» **Korte oefening**
Schrijf het stuk van het begin van de lijst hieronder tot en met de regel met "x=625 y=165" letterlijk over, beide uiteinden inbegrepen.
----
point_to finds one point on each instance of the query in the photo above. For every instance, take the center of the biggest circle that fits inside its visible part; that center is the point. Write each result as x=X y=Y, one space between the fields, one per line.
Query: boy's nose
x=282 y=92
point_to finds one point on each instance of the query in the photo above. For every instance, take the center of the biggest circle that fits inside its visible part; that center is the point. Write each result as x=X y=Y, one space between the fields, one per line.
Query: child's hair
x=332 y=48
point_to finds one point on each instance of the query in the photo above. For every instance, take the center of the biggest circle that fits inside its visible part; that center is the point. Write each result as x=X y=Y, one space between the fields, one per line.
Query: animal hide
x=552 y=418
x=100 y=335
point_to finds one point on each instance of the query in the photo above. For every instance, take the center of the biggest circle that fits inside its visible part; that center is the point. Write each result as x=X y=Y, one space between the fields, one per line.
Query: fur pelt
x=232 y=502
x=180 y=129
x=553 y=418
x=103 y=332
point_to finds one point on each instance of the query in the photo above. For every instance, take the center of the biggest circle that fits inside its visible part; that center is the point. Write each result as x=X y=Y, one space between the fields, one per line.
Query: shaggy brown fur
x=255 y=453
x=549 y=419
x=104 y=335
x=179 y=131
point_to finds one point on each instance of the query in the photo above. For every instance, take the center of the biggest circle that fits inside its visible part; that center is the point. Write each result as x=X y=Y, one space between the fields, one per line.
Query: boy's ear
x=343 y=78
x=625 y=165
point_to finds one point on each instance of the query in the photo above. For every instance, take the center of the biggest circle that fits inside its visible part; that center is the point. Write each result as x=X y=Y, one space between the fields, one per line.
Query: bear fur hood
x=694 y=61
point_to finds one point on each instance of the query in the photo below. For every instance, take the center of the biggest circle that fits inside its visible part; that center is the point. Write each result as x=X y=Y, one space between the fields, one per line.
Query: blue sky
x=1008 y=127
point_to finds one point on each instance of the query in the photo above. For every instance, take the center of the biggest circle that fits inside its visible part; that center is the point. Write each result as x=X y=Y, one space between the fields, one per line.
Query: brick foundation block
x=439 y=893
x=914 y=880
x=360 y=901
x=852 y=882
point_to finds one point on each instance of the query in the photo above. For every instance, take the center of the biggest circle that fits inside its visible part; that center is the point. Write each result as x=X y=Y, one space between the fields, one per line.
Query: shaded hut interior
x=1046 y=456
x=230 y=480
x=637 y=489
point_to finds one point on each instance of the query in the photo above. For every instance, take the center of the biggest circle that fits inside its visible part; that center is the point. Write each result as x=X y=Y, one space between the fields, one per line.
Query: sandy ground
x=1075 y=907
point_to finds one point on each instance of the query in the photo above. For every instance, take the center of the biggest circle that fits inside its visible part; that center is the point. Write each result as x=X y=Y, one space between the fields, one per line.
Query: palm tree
----
» **Antwoord op opdracht**
point_to finds one point on each instance of the query in the photo above. For every instance, take the center of the biggest circle that fits inside its visible part; that center is the point. Write each result as x=X y=Y, one space between the fields, one per line.
Query: boy's nose
x=282 y=92
point_to finds one point on each instance of the query in the photo above. For every instance, take the center of the biggest circle that fits inside its visible part; that center is the point. Write each result as x=X y=Y, one space between the fields, one per line.
Query: child's hair
x=332 y=48
point_to finds one point on each instance of the query in the photo above. For every instance, take the center of the biggest circle that fits inside its visible part; that center is the point. Write each result as x=X y=Y, one space between the fields, one per line.
Query: animal hide
x=552 y=418
x=100 y=335
point_to finds one point on each instance of the query in the photo above. For every instance, take the center of the biggest circle that fits inside its visible part; that center is the point. Write each result as x=X y=Y, one space between the fields, one per line.
Query: fur pelt
x=232 y=502
x=180 y=129
x=553 y=418
x=103 y=332
point_to finds one point on each instance of the query in the photo above. For every instance, take the center of the biggest circle that fits inside its visible part; that center is the point. Write each result as x=X y=Y, one space between the fields, one per line.
Query: shaggy brown fur
x=255 y=453
x=549 y=419
x=104 y=335
x=179 y=131
point_to finds one point on each instance of the query in the photo above. For every instance, take the center of the biggest circle that fits inside its visible part; that center is the point. Write each result as x=X y=Y, one space between the fields, one per line.
Query: boy's ear
x=343 y=78
x=625 y=165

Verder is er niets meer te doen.